■ EXTRACT PROVIDED:
Breathe Easy, You've Found Me ((HUGS))

People will wonder why this blog is needed, why minority midwifery student? It's very simple actually; I was looking for this blog...but I couldn't find it...so I created it. We all have unique experiences, and every experience, every story, can help someone else. I am a black girl from the hood at an ivy league professional school. That, alone, is reason enough to write. Somebody was looking for this blog. Someone wanted proof that what I'm doing can be done - even when you come from where we come from.

To that person especially, WELCOME.

Tuesday, September 25, 2007

I'm Not Taking My Clothes Off

I can't. I was all ready to give it a shot, but I couldn't do it. I had so much anxiety, I almost threw up. There are just some serious boundary issues involved when it comes down to me strippin down to my bra and boxers/biker shorts for class. Yes, it's because I'm fat in a program full of people who are skinny and judgemental. But it's also because I don't want to see my friend without her clothes on, and vice versa. My professor asked if we wanted her to be the model. I was thinkin' hell no, that's a boundary I don't wanna cross either. What is it about this...it can't just be me...I really, sincerely, think there's something wrong with this. It's like seeing your co-workers naked...examining/commenting on their breasts, their skin, and their ear wax...

So, I was reassured that we could do it fully dressed (without any points subtracted from my partner for listening to heart and lungs over clothes) if I wanted to.

I think I can manage with a tank top and some pajama bottoms...

Thanks for your thoughts on the previous post about this folks.

2 comments:

Sarah Stewart said...

Hi there, I am a midwifery lecturer and midwife in New Zealand. I have to say that we do not make our students take their clothes - I certainly would not!! I enjoyed looking at your blog and wish send you my best wishes for your midwifery education. Kia ora Sarah

kati b said...

I don't like this situation either. I have not been able to really speak to or maintain a friendship with my lab partner from Health Assessment - we didn't have a whole lot in common to begin with and a semester full of uncomfortable moments certainly didn't bring us closer. That class was the worst of my week - I always left feeling fat, hairy and old after wards. Even though she didn't necessarily give me any overt indication that she thought of me that way, just sitting on the table for 30 minutes while she looked at my nasty toenails and examined my abdomen (OMG! my bellybutton!) was awful. I would scrub obsessively the night before, and have this debate about shaving my pits and legs to make her feel more comfortable or to make me feel more comfortable.

Then add in some vague homophobia and comments about how because we don't have any men in our class, we should feel more comfortable with the exams (assuming that no one wanted to sleep with anyone, right!? we're all straight women, right?! and then we had the durtive glances and raised eyebrows). That added a whole different layer of discomfort for my partner when I was actually okay with having someone do a breast exam over my tank top - by some fluke, that morning, I woke up and decided that yes I would like for these young women to know what post-breastfeeding, 30+ yo breasts are like, so that when they are confronted with them clinically (oh the horror!) they hopefully won't cringe like they did with me. I can't maintain that level of altruism, though.

It was like making Gym Locker Room an hour long required course.

I totally support your decision. and i'm glad that you got the support that you did, as far as neither of you getting docked points for your decision. though, that really is the bare minimum that the instructor should be doing, I think.

It's like a forced dual relationship - examining someone who is a peer as if they are a patient. They are expecting that we can slip in and out of those roles with ease when it's not easy.

I was considering asking a friend about something from her psychiatric history recently, because of what I had seen that day in clinical. But I stopped, because I realized that I'd be using information that she revealed to me as a friend as if it was an interesting case study that I wanted to clinically learn more about.

anyway. sorry to go on so long - I had more to say about this than I thought!

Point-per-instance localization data
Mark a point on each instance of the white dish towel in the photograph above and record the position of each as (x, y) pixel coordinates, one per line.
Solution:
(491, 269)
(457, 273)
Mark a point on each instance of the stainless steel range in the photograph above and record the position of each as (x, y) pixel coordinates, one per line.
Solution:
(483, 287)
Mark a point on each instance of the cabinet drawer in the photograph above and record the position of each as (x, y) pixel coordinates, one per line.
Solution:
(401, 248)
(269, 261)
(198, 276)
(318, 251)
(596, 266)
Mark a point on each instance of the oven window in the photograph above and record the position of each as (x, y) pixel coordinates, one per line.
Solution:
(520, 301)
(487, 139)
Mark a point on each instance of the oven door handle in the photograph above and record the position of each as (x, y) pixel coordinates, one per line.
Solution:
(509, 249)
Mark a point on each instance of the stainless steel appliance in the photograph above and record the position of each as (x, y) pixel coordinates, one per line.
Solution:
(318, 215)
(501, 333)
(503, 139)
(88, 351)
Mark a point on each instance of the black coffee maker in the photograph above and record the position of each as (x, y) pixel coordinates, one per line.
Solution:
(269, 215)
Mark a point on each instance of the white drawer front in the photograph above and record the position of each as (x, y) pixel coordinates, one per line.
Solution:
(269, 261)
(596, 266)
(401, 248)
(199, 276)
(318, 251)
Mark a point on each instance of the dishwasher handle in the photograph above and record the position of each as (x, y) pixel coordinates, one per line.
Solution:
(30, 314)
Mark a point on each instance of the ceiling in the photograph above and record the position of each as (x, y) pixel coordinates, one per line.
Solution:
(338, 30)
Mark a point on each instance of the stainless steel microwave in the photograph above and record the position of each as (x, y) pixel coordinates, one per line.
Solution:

■ PROBLEM REQUIREMENTS:
In the blog post above the rows, in what country is the commenter Sarah Stewart a midwifery lecturer and midwife?

■ EXERCISE RESPONSE:
New Zealand.